**WHAT YOU HAVE TO DO**
Reproduce each record exactly.

╭─ MATERIAL SHOWN

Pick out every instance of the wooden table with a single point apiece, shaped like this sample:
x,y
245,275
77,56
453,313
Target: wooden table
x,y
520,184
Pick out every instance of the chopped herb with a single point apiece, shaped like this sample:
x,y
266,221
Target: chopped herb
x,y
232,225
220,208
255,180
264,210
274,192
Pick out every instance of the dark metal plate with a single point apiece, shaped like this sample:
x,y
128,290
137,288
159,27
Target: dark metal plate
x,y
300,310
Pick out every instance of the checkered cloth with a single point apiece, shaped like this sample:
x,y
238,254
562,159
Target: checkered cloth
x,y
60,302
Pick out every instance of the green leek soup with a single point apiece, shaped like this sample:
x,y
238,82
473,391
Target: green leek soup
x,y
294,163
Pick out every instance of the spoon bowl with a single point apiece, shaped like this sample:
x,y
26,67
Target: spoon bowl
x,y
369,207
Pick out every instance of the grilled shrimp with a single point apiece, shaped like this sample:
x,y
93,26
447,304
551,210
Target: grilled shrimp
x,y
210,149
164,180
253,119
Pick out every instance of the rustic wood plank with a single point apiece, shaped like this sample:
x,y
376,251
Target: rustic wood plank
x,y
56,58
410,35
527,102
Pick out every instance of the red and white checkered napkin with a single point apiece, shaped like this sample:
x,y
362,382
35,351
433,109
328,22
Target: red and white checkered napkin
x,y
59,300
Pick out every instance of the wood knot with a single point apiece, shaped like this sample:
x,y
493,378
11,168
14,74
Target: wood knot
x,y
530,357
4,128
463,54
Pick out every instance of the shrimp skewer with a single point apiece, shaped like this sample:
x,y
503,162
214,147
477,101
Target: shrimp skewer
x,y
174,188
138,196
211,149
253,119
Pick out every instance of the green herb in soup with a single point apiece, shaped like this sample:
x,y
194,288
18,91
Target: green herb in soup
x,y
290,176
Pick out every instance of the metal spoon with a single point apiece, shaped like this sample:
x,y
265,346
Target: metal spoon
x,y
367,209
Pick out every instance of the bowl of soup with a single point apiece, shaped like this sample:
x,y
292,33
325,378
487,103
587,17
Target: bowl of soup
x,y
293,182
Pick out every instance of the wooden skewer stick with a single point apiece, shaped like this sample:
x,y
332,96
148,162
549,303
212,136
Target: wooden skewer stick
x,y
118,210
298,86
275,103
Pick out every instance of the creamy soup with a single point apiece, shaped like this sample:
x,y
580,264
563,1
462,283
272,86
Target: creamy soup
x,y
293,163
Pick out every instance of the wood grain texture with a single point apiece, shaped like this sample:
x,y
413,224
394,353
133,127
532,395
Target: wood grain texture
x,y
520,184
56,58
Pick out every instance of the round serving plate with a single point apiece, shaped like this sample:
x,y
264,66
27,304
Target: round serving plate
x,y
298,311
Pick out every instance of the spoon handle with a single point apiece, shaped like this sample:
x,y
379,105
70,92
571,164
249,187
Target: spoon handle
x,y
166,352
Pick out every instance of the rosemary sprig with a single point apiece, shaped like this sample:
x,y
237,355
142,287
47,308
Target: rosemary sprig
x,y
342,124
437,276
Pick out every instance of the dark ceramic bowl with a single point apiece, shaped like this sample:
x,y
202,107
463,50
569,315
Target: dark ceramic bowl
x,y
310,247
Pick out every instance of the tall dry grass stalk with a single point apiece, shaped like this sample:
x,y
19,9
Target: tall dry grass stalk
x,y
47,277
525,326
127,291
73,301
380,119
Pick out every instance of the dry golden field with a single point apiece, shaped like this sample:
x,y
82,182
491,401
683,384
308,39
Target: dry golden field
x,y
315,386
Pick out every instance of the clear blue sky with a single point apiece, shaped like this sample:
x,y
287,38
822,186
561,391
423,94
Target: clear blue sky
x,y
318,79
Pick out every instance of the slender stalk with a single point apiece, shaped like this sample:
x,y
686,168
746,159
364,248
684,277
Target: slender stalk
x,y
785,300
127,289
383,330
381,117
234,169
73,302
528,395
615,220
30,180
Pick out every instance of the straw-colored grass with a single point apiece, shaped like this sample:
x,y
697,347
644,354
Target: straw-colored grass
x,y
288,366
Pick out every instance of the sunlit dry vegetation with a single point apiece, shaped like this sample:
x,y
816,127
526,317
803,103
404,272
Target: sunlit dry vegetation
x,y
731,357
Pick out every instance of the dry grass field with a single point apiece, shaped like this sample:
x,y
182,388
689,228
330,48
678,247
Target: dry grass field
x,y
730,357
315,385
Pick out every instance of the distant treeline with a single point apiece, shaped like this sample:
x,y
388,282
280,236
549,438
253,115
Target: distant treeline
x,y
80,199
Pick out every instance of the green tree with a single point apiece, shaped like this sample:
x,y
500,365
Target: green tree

╰─

**EXPECTED OUTPUT**
Pick out every instance of the wooden table with a single point apiece, shaped like this sample:
x,y
245,275
77,56
453,313
Target: wooden table
x,y
520,184
Pick out every instance of the chopped herb with a single point apiece, shaped like this sample:
x,y
266,221
Target: chopped herb
x,y
232,225
220,208
255,180
264,210
274,192
Pick out every instance of the dark metal plate with a single point apiece, shaped like this sample:
x,y
128,290
137,288
159,27
Target: dark metal plate
x,y
300,310
Pick out every instance of the checkered cloth with a single point apiece, shaped like this sample:
x,y
238,254
562,159
Target: checkered cloth
x,y
60,302
Pick out every instance of the green leek soup with a single point apiece, shaped like this sample:
x,y
238,82
473,391
Target: green leek soup
x,y
294,163
Pick out every instance of the spoon bowl with a single point apiece, shaped like this sample:
x,y
26,67
Target: spoon bowl
x,y
369,207
Pick out every instance of the grilled shrimp with a single point apiece, shaped like this sample:
x,y
93,26
447,304
551,210
Target: grilled shrimp
x,y
210,149
164,180
253,119
Pick out every instance of the rustic wood plank with a single point apiece, shaped like this sample:
x,y
376,251
Target: rustic wood plank
x,y
56,58
410,35
527,102
Pick out every instance of the red and white checkered napkin with a single point apiece, shaped like this sample:
x,y
362,382
35,351
433,109
328,22
Target: red and white checkered napkin
x,y
59,300
Pick out every instance of the wood knot with a single point apiece, shaped like this sample:
x,y
493,378
11,168
14,74
Target: wood knot
x,y
530,357
4,128
463,54
Pick out every instance of the shrimp skewer with a single point apiece, shaped like this sample:
x,y
503,162
214,147
477,101
Target: shrimp skewer
x,y
174,188
138,196
211,149
253,119
Pick out every instance of the green herb in soup with a single point apiece, shaped like this sample:
x,y
194,288
18,91
Target: green herb in soup
x,y
290,176
Pick out every instance of the metal spoon with a single point apiece, shaped like this sample:
x,y
265,346
Target: metal spoon
x,y
367,209
Pick out every instance of the bowl of soup with a single point apiece, shaped like this sample:
x,y
292,33
325,378
487,103
587,17
Target: bowl of soup
x,y
293,182
Pick out every instance of the wooden skewer stick with a single point apiece, shaped like this sample:
x,y
332,96
148,162
549,303
212,136
Target: wooden skewer stick
x,y
118,210
298,86
275,103
Pick out every instance of the creamy soup with a single point apiece, shaped like this sample:
x,y
580,264
563,1
462,283
272,86
Target: creamy soup
x,y
293,163
Pick out every instance of the wood grain texture with a single point apiece, shaped like this sample:
x,y
413,224
394,353
133,127
532,395
Target: wood grain texture
x,y
520,184
56,58
Pick out every instance of the round serving plate with a single point apiece, shaped like this sample:
x,y
264,66
27,304
Target: round serving plate
x,y
298,311
Pick out every instance of the spoon handle with a single point apiece, shaped like this sample:
x,y
379,105
70,92
571,164
249,187
Target: spoon handle
x,y
166,352
Pick out every instance of the rosemary sprig with a single point apiece, shaped like this sample:
x,y
237,355
142,287
47,308
Target: rosemary sprig
x,y
342,124
437,276
Pick out every instance of the dark ceramic bowl with a single point apiece, shaped like this sample:
x,y
202,107
463,50
569,315
Target: dark ceramic bowl
x,y
310,247
Pick out every instance of the tall dry grass stalk with a single point apiece, shaped like this sample:
x,y
19,9
Target: tall dry grass stalk
x,y
47,277
525,326
127,291
73,301
380,119
Pick out every instance of the dry golden field with a single point apiece, shaped like this sample:
x,y
82,182
491,401
683,384
308,39
Target: dry golden field
x,y
315,386
Pick out every instance of the clear blue sky with a single point apiece, shaped like this sample:
x,y
287,38
822,186
561,391
423,94
Target: clear blue sky
x,y
318,79
Pick out every instance of the slender stalk with a single point apiece, shaped like this sample:
x,y
686,168
746,159
364,248
684,277
Target: slender stalk
x,y
785,300
127,289
383,330
381,117
234,169
73,302
528,395
615,220
30,180
Pick out every instance of the straw-colored grass with a single point apiece, shaped like this sample:
x,y
697,347
644,354
Target: straw-colored grass
x,y
288,366
Pick out every instance of the sunlit dry vegetation with a single point apiece, shaped like this sample:
x,y
816,127
526,317
803,103
404,272
Target: sunlit dry vegetation
x,y
731,357
Pick out every instance of the dry grass field with a single point apiece, shaped like this sample:
x,y
182,388
689,228
330,48
678,247
Target: dry grass field
x,y
730,357
315,385
Pick out every instance of the distant treeline with a single point apiece, shaped like this sample:
x,y
388,282
280,236
549,438
253,115
Target: distant treeline
x,y
80,199
Pick out every instance of the green tree with a single point apiece, shaped like this sample:
x,y
500,365
Target: green tree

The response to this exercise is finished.